显示的文字 ▸
Python实现基于LDA的文本主题分析与情感分析

原创已于 2025-06-15 15:30:33 修改 · 854 阅读

10 ·

CC 4.0 BY-SA版权

文章标签：

#信息可视化 #深度学习 #自然语言处理 #数据分析

于 2025-06-15 07:00:00 首次发布

子木工作室专栏收录该内容

6 篇文章

订阅专栏

项目背景

在当今信息爆炸的时代，文本数据呈现出爆炸式增长。从海量文本中提取有价值的信息，发现潜在的主题，并分析文本的情感倾向，成为了一个重要的研究课题。本项目基于Python开发了一个完整的文本分析系统，集成了LDA主题模型和情感分析功能，可以帮助用户快速实现文本的主题挖掘和情感分析。

系统架构

系统采用模块化设计，主要包含以下核心模块：

数据预处理模块

文本清洗
中文分词
停用词过滤

主题分析模块

LDA主题模型
主题词提取
主题可视化

情感分析模块

基于SnowNLP的情感分析
主题情感得分计算

可视化模块

词云图生成
主题分布可视化

功能特点

文本预处理

支持中文文本处理
自动去除标点符号和特殊字符
支持自定义停用词表
使用jieba进行中文分词

主题分析

基于LDA的主题建模
支持自定义主题数量
提取每个主题的关键词
计算主题分布

情感分析

基于SnowNLP的情感分析
支持句子级别情感分析
计算主题情感得分
结果可视化展示

数据可视化

生成词云图
主题分布可视化
情感得分展示
结果导出Excel

技术实现

开发环境

# 核心依赖包
pandas==1.3.0
jieba==0.42.1
wordcloud==1.8.1
matplotlib==3.4.3
scikit-learn==0.24.2
pyLDAvis==2.1.2
snownlp==0.12.3

核心代码实现

文本预处理

def pre_process(texts, stopwords):
    filtered_words_list = []
    for text in texts:
        # 清理文本
        cleaned = clean_text(text)
        # 使用jieba分词
        words = jieba.cut(cleaned)
        word_list = list(words)
        # 去除停用词
        filtered_words = remove_stopwords(word_list, stopwords)
        filtered_words_list.extend(filtered_words)
    return filtered_words_list

LDA主题模型

# 文本向量化
vectorizer = CountVectorizer()
doc_term_matrix = vectorizer.fit_transform(processed_texts)

# 训练LDA模型
lda_model = LatentDirichletAllocation(n_components=3, random_state=42)
lda_model.fit(doc_term_matrix)

情感分析

def get_topic_sentence_score(texts, doc_term_matrix, lda_model):
    topic_assignments = []
    for i in range(doc_term_matrix.shape[0]):
        topic_probabilities = lda_model.transform(doc_term_matrix[i])
        topic_assignments.append(topic_probabilities.argmax())
    
    topic_sentiments = {i: [] for i in range(lda_model.n_components)}
    for i, sentence in enumerate(texts):
        s = SnowNLP(sentence)
        sentiment_score = s.sentiments
        topic_sentiments[topic_assignments[i]].append(sentiment_score)
    
    return [round(sum(sentiments) / len(sentiments) if sentiments else 0, 4)

要做的事 ▸ 把上面讲LDA主题分析的文章里，从“word_list = list(words)”往下一直到“vectorizer = CountVectorizer()”的这一段，一字不改地再写一遍。

已给信息 ▸
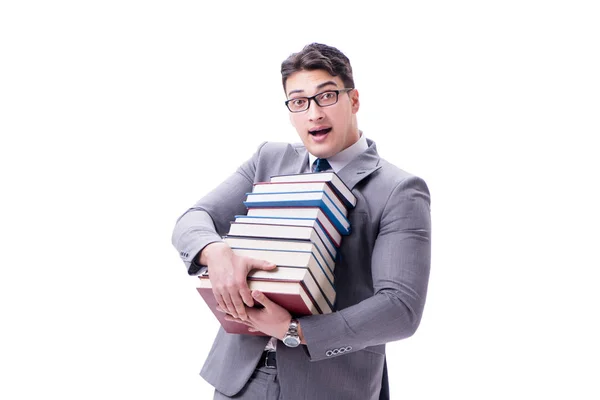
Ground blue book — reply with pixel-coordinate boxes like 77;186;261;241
244;190;350;235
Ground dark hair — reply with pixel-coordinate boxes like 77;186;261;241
281;43;354;89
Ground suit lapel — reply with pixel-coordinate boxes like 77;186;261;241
337;139;381;190
278;145;308;175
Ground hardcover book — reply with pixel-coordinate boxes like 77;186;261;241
196;267;331;336
271;171;356;208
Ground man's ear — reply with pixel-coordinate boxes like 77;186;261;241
349;89;360;114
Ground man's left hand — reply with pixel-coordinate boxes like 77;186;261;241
221;290;292;339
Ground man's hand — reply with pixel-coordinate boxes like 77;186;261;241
225;290;306;344
200;242;276;321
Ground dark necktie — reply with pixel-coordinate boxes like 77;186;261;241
313;158;331;172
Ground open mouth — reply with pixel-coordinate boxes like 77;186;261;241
308;128;331;136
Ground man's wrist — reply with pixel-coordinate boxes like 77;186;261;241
198;242;229;265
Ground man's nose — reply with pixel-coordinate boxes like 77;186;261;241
306;99;324;121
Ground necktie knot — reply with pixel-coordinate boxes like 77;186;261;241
313;158;331;172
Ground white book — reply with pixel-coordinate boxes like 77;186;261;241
271;171;356;208
227;222;337;260
235;215;342;247
223;236;335;276
233;249;335;307
271;171;356;208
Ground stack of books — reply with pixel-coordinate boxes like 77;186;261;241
197;172;356;334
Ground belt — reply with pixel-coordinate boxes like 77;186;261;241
257;350;277;368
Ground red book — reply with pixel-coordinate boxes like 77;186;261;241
196;268;331;336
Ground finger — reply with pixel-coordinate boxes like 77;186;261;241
252;290;273;311
225;314;254;327
213;291;227;312
231;293;248;320
240;285;254;307
223;294;238;318
247;257;277;272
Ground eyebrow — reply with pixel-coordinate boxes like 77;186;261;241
288;81;337;97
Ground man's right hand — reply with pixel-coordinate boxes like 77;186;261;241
199;242;276;320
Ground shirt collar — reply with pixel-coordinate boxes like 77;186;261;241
308;131;369;173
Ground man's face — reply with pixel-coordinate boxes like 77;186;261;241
286;70;360;158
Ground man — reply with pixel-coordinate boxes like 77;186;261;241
173;43;431;400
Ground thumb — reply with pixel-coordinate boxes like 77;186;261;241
248;258;277;271
252;290;273;309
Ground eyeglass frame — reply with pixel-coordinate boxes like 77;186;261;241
285;88;356;113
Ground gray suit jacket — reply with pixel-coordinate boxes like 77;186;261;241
173;140;431;400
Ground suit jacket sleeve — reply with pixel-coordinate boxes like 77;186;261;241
299;176;431;361
171;143;265;274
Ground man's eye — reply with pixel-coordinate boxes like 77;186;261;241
292;99;306;107
319;92;334;100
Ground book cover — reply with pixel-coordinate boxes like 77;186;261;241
271;171;356;208
223;236;335;273
227;222;337;260
233;249;335;309
244;191;350;239
196;268;324;336
235;215;342;247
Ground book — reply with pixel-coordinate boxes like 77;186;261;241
196;267;331;336
227;222;337;260
223;236;335;272
271;171;356;208
233;245;335;310
246;207;351;243
244;191;350;238
235;215;342;247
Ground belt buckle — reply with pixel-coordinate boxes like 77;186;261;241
264;351;277;369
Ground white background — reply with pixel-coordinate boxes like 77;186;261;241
0;0;600;399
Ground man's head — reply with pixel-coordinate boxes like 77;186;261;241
281;43;360;158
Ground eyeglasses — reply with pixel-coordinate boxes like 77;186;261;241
285;88;354;112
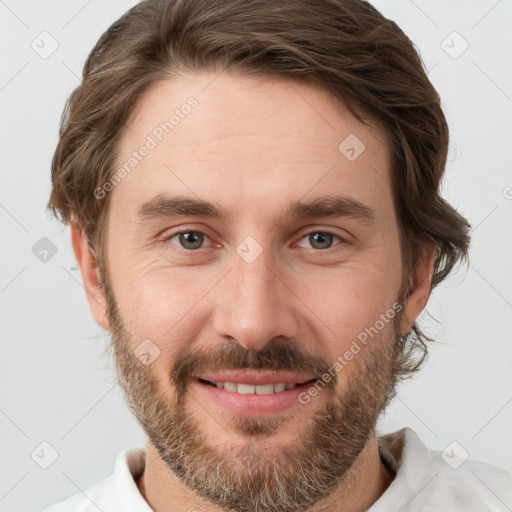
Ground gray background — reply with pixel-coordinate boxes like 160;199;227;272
0;0;512;512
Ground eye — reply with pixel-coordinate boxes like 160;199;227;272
166;231;208;251
299;231;345;250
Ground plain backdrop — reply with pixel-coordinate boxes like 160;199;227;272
0;0;512;512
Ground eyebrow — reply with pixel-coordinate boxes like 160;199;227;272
137;195;376;224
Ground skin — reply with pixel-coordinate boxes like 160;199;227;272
71;72;434;512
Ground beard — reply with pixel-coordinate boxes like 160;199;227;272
102;266;406;512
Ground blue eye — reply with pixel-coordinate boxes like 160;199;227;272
303;231;344;250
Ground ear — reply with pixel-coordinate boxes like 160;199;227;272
400;245;435;336
70;219;109;330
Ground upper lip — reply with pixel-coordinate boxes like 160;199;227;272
197;370;315;386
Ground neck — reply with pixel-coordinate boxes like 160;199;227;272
137;436;393;512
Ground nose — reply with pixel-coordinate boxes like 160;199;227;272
213;238;297;350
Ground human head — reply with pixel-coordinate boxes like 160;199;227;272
48;0;469;371
50;0;468;510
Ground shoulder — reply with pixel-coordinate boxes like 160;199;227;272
371;428;512;512
36;448;146;512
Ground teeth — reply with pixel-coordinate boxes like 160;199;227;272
209;382;297;395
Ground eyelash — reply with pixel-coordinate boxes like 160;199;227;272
163;229;348;255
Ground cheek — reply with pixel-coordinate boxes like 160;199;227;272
112;262;219;357
297;264;398;360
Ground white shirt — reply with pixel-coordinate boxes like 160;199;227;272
42;427;512;512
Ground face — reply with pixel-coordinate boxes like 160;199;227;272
81;72;432;512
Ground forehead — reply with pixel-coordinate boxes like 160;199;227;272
112;71;392;222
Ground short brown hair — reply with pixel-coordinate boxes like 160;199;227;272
48;0;470;371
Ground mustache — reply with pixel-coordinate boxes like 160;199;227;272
170;342;337;391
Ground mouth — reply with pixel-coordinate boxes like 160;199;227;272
191;378;317;417
197;378;315;395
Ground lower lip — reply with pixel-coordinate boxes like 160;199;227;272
193;379;314;416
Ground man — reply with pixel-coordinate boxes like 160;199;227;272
41;0;512;512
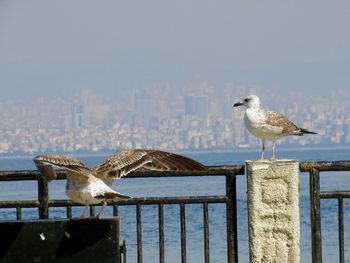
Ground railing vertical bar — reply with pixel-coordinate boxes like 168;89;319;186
16;207;22;220
123;239;126;263
310;169;322;263
203;202;210;263
338;198;345;263
180;203;186;263
136;204;142;263
67;206;72;219
38;177;49;219
226;173;238;263
158;204;164;263
113;205;119;216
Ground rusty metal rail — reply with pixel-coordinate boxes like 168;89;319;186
300;161;350;263
0;165;244;263
0;161;350;263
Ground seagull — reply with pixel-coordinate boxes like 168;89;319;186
233;95;317;161
33;149;207;219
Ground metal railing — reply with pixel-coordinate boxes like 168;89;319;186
300;161;350;263
0;165;244;263
0;161;350;263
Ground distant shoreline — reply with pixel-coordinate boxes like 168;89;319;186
0;146;350;160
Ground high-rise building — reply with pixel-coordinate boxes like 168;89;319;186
72;104;84;129
184;95;209;117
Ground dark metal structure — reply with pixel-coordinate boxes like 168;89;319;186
300;161;350;263
0;217;121;263
0;161;350;263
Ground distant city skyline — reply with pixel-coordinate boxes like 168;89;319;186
0;0;350;154
0;81;350;155
0;0;350;101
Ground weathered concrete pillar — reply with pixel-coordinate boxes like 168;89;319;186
246;160;300;263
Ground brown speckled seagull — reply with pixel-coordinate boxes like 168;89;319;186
33;149;207;218
233;95;317;160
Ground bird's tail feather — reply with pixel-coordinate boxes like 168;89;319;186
300;128;318;134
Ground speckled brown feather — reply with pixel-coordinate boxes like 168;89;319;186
94;149;206;182
265;111;302;135
33;154;93;181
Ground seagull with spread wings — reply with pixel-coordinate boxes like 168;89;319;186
33;149;206;218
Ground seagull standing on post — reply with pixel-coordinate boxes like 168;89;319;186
233;95;317;160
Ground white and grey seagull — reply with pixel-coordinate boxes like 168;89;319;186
233;95;317;160
33;149;207;218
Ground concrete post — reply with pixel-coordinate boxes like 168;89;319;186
246;160;300;263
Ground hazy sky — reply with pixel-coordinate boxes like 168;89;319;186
0;0;350;98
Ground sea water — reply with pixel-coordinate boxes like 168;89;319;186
0;149;350;263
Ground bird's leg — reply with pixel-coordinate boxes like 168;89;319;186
96;200;107;218
259;140;265;161
79;204;89;219
270;141;276;161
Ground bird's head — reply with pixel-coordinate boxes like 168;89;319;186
233;95;260;108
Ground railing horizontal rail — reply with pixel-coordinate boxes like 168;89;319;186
0;195;227;208
299;161;350;172
320;191;350;199
0;200;40;208
0;165;244;181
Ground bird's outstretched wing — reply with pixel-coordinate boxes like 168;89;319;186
94;149;207;180
33;154;93;181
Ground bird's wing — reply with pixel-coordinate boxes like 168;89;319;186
94;149;206;180
265;111;300;134
33;154;93;181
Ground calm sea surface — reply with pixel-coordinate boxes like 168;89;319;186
0;149;350;263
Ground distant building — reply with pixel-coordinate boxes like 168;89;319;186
72;104;84;129
184;95;209;117
133;92;155;125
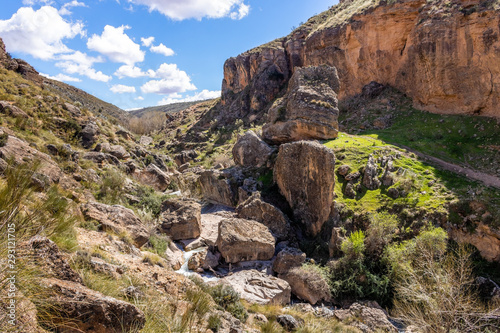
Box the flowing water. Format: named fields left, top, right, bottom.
left=175, top=247, right=219, bottom=282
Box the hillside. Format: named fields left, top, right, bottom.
left=0, top=0, right=500, bottom=333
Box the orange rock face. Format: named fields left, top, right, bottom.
left=223, top=0, right=500, bottom=117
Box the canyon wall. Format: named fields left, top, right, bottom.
left=222, top=0, right=500, bottom=120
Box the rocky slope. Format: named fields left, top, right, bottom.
left=221, top=0, right=500, bottom=122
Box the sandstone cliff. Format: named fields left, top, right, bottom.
left=222, top=0, right=500, bottom=121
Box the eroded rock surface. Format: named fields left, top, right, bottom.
left=221, top=269, right=291, bottom=304
left=262, top=66, right=339, bottom=143
left=274, top=141, right=335, bottom=237
left=160, top=199, right=201, bottom=240
left=217, top=218, right=275, bottom=263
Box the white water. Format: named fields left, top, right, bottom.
left=175, top=247, right=219, bottom=282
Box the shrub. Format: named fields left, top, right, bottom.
left=207, top=314, right=222, bottom=333
left=146, top=235, right=170, bottom=257
left=394, top=242, right=499, bottom=332
left=340, top=230, right=365, bottom=260
left=96, top=169, right=125, bottom=204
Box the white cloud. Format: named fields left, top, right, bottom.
left=141, top=37, right=155, bottom=47
left=229, top=3, right=250, bottom=20
left=56, top=51, right=111, bottom=82
left=129, top=0, right=250, bottom=20
left=141, top=64, right=196, bottom=95
left=0, top=6, right=85, bottom=60
left=87, top=25, right=145, bottom=65
left=40, top=73, right=82, bottom=82
left=59, top=0, right=88, bottom=15
left=158, top=89, right=221, bottom=105
left=109, top=84, right=135, bottom=94
left=149, top=43, right=175, bottom=57
left=115, top=65, right=148, bottom=79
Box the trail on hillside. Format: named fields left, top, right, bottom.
left=400, top=144, right=500, bottom=189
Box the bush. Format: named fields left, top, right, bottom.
left=96, top=169, right=125, bottom=204
left=394, top=241, right=500, bottom=332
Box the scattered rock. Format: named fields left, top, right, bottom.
left=278, top=267, right=331, bottom=305
left=362, top=155, right=380, bottom=190
left=0, top=135, right=64, bottom=183
left=160, top=199, right=201, bottom=240
left=273, top=247, right=306, bottom=274
left=337, top=164, right=351, bottom=176
left=139, top=135, right=153, bottom=146
left=0, top=101, right=29, bottom=119
left=334, top=302, right=398, bottom=332
left=80, top=121, right=99, bottom=149
left=221, top=269, right=291, bottom=304
left=20, top=236, right=83, bottom=283
left=361, top=81, right=386, bottom=99
left=217, top=218, right=275, bottom=263
left=174, top=150, right=198, bottom=166
left=200, top=169, right=237, bottom=207
left=165, top=242, right=184, bottom=271
left=276, top=315, right=300, bottom=331
left=232, top=130, right=275, bottom=168
left=133, top=164, right=170, bottom=192
left=274, top=141, right=335, bottom=237
left=82, top=202, right=149, bottom=248
left=236, top=192, right=290, bottom=240
left=83, top=151, right=120, bottom=165
left=262, top=65, right=339, bottom=143
left=40, top=279, right=146, bottom=333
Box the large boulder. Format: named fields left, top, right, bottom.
left=221, top=269, right=291, bottom=304
left=0, top=134, right=63, bottom=183
left=199, top=169, right=237, bottom=207
left=0, top=101, right=29, bottom=118
left=236, top=192, right=290, bottom=240
left=82, top=202, right=149, bottom=247
left=273, top=247, right=306, bottom=274
left=40, top=279, right=146, bottom=333
left=232, top=131, right=275, bottom=168
left=133, top=164, right=170, bottom=192
left=262, top=65, right=339, bottom=143
left=362, top=155, right=380, bottom=190
left=274, top=141, right=335, bottom=237
left=80, top=121, right=100, bottom=149
left=174, top=150, right=198, bottom=166
left=278, top=266, right=331, bottom=305
left=20, top=236, right=83, bottom=283
left=160, top=199, right=201, bottom=240
left=83, top=151, right=120, bottom=165
left=333, top=302, right=398, bottom=333
left=217, top=218, right=275, bottom=263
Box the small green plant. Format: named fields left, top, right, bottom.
left=207, top=314, right=222, bottom=333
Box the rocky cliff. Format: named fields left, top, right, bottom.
left=222, top=0, right=500, bottom=121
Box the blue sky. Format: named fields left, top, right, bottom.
left=0, top=0, right=337, bottom=109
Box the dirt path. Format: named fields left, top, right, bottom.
left=395, top=145, right=500, bottom=189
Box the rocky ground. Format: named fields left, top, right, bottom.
left=0, top=0, right=500, bottom=333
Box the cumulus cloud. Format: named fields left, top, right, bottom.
left=87, top=25, right=145, bottom=65
left=56, top=51, right=111, bottom=82
left=141, top=37, right=155, bottom=47
left=141, top=64, right=196, bottom=95
left=109, top=84, right=135, bottom=94
left=129, top=0, right=250, bottom=20
left=59, top=0, right=87, bottom=15
left=0, top=6, right=85, bottom=60
left=115, top=65, right=149, bottom=79
left=149, top=43, right=175, bottom=57
left=158, top=89, right=221, bottom=105
left=40, top=73, right=82, bottom=82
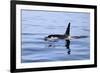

完整回答 ▸
word_list = list(words)
        # 去除停用词
        filtered_words = remove_stopwords(word_list, stopwords)
        filtered_words_list.extend(filtered_words)
    return filtered_words_list

LDA主题模型

# 文本向量化
vectorizer = CountVectorizer()